GOAL:
Output the listing from the line with "the player's short" up to and including the line with "x=428 y=285" as a two-column CSV headed text and answer. Each row should pair one text with the answer that follows it, with both fields quoted and any line breaks turned into spaces.
********
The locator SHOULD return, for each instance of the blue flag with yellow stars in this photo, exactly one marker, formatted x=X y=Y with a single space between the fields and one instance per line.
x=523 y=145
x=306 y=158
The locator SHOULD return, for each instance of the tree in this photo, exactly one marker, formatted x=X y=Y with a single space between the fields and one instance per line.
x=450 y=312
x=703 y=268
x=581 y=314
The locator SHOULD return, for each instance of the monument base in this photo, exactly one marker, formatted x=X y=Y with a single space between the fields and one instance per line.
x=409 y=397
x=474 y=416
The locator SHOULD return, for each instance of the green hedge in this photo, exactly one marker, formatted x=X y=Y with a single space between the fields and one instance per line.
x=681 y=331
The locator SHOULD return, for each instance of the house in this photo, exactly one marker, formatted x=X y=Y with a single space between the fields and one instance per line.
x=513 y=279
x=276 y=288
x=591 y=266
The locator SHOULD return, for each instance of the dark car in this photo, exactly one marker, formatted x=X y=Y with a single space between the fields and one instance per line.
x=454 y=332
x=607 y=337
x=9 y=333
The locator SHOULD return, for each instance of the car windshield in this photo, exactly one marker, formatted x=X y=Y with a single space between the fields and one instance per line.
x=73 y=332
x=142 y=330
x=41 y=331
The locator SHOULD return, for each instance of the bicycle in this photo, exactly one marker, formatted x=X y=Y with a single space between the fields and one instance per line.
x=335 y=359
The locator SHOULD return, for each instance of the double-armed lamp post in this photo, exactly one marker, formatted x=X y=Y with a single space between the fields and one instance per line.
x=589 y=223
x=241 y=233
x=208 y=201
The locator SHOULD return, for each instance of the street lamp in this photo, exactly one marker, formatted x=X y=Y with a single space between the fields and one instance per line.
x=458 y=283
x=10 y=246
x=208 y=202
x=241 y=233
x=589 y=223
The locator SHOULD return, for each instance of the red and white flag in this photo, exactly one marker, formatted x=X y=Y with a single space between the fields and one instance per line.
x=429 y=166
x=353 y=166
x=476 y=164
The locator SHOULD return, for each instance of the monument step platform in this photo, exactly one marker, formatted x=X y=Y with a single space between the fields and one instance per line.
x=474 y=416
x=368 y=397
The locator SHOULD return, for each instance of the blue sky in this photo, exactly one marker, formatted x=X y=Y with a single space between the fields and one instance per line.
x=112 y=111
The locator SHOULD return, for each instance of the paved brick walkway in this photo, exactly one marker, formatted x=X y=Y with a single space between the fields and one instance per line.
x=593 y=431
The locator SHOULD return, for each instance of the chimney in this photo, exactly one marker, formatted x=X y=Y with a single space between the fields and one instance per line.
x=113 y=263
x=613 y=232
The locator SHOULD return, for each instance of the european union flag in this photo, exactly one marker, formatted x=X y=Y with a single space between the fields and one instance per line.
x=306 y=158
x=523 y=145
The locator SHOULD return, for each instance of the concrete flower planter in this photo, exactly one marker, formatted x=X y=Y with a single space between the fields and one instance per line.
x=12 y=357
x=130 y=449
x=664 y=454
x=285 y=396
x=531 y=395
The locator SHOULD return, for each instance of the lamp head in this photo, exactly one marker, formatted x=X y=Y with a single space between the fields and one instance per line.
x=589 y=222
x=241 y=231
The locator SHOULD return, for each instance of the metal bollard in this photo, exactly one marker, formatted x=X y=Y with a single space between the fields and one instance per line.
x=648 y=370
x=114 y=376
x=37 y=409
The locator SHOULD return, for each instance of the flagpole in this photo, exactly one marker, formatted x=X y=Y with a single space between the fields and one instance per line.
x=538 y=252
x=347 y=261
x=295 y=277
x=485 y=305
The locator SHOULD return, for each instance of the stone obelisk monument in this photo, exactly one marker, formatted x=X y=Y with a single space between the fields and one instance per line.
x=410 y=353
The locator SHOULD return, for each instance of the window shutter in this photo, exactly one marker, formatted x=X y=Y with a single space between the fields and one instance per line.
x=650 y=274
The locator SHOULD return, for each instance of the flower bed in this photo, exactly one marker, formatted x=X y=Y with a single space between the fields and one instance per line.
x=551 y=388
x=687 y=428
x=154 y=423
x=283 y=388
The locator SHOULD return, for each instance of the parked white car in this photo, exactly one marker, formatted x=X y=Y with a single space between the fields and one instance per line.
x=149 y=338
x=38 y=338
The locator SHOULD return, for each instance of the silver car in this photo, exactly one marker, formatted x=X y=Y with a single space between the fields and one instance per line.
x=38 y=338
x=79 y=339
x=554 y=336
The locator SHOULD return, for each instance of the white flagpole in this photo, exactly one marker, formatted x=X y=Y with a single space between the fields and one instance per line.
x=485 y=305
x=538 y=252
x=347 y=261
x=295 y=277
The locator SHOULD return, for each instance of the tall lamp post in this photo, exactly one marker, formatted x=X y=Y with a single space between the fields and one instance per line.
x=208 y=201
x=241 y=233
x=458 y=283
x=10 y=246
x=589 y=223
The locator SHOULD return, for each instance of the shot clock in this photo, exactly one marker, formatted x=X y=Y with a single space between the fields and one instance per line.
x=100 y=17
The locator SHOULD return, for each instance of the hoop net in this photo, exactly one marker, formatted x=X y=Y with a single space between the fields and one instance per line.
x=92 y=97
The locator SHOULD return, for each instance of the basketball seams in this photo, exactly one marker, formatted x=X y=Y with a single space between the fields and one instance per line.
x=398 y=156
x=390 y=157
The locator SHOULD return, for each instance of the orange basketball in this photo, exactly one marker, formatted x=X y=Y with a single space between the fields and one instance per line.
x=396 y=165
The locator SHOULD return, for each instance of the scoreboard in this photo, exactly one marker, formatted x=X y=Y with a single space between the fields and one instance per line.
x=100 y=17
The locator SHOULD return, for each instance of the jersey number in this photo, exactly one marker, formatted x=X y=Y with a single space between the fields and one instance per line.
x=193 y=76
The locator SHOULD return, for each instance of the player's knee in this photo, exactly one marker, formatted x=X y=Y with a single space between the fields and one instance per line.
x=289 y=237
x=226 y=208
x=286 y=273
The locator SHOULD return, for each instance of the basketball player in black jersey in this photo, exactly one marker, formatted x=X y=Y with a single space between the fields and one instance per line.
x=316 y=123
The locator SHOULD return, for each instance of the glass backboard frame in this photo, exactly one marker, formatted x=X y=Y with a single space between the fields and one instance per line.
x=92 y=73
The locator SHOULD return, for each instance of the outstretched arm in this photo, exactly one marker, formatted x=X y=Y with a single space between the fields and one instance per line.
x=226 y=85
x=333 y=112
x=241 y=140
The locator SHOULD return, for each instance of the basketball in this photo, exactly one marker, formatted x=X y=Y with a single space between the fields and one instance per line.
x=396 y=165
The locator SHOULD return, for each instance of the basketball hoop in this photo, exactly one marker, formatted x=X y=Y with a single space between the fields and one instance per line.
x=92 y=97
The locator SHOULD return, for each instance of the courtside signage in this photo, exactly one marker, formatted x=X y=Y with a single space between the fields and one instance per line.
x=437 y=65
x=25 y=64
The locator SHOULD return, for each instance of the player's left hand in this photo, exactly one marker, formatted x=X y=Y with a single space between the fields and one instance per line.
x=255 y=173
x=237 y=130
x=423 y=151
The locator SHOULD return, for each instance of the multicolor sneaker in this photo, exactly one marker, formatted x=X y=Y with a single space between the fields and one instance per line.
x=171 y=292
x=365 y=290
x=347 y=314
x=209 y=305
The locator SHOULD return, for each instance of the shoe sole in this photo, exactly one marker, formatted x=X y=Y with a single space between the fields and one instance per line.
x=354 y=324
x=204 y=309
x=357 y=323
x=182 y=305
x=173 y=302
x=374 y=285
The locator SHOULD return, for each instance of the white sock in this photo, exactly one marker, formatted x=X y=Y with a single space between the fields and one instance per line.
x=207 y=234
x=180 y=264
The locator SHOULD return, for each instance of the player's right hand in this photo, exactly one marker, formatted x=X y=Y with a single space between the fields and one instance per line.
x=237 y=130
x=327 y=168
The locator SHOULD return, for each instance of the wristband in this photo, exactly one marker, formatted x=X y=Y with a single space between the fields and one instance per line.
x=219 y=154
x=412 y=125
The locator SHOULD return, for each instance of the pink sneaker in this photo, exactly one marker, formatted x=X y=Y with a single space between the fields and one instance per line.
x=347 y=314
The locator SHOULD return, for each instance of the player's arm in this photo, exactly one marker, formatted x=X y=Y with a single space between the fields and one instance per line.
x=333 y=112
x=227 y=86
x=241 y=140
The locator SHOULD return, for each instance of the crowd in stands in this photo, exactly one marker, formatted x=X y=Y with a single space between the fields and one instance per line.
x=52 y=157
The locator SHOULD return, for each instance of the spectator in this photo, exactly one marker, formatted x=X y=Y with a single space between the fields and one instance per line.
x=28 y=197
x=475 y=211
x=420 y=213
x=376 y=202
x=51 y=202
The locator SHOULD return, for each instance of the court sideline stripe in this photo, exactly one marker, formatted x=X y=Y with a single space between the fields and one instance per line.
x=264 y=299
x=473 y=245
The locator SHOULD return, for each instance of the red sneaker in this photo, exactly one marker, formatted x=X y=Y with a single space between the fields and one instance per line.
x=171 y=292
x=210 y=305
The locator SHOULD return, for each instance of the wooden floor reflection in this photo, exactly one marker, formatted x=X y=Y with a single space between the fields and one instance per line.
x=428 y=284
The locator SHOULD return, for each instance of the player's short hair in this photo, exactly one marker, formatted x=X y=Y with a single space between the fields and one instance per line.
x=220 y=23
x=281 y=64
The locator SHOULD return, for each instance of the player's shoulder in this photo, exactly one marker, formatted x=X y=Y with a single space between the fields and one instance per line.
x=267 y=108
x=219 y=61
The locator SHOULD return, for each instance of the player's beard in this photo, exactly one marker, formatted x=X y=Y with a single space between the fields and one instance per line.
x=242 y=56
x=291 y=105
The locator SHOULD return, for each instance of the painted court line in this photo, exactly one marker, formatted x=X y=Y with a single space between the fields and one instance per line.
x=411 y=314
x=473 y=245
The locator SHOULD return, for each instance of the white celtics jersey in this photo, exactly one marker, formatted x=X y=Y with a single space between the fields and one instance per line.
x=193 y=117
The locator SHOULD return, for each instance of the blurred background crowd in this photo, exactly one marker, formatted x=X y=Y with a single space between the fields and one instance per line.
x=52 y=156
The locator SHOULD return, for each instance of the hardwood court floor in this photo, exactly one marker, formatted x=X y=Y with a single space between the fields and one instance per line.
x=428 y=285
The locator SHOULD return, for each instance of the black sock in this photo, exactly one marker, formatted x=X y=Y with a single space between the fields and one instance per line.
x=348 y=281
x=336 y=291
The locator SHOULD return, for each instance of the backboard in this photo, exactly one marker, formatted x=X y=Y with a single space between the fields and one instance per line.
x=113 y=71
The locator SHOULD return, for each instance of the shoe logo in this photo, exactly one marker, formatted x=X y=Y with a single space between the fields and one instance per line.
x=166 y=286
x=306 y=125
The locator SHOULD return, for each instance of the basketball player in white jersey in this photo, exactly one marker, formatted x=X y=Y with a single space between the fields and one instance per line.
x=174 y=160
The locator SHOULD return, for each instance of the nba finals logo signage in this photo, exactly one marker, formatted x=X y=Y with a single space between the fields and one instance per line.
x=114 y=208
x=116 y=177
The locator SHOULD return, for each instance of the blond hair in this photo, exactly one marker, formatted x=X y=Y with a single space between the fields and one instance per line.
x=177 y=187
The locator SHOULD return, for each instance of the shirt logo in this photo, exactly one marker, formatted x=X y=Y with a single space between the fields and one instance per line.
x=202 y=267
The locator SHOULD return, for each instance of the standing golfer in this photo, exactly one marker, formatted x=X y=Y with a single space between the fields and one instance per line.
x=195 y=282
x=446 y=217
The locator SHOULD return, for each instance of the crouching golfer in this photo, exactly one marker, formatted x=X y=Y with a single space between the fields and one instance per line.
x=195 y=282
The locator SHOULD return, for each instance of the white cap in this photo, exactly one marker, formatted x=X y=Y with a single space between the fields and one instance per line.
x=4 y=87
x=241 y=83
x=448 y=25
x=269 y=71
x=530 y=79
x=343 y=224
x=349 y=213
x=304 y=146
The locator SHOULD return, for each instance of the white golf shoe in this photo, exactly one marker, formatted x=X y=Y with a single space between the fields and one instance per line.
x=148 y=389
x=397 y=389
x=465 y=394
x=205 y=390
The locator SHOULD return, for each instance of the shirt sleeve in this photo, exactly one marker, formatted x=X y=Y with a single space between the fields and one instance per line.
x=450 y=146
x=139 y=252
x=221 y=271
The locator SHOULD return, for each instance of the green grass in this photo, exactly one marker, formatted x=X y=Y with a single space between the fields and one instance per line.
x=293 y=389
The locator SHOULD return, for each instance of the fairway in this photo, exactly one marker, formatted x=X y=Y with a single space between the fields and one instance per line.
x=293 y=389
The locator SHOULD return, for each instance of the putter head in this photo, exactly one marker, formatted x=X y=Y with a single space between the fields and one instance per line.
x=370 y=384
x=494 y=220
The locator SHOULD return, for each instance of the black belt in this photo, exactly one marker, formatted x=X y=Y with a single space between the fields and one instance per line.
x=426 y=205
********
PROBLEM SOLUTION:
text,answer
"The locator SHOULD return, for each instance of the player's short hair in this photo, exactly one marker, formatted x=X y=Y with a single space between the fields and one instance per line.","x=220 y=23 x=281 y=64"
"The locator SHOULD return, for each instance of the player's shoulder in this photo, exactly one marker, formatted x=X y=Y with a single space between the fields and one instance per line.","x=267 y=108 x=219 y=61"
"The locator SHOULD return, for each instance of the player's beard in this photo, exactly one marker, formatted x=X y=Y with a single space between the fields and one instance per line.","x=242 y=56 x=291 y=105"
"The locator SHOULD return, for each instance of the painted court line in this photo, exactly one marker, formatted x=X y=Y with a single space between the fields and one instance per line.","x=411 y=314 x=473 y=245"
"The locator SHOULD return, for each instance of the white celtics jersey in this photo, exactly one marker, formatted x=X y=Y with a single space between the fields and one instance per line.","x=193 y=117"
"The locator SHOULD return, for each instance of the blurred background crowd in this photo, exactly one marker, formatted x=X y=Y with a single space between the fields and one instance per line.","x=52 y=156"
"The locator SHOULD return, for each instance of the hardwood court floor in this photo, exactly one marker, formatted x=X y=Y with a single space between the fields and one instance per line.","x=428 y=285"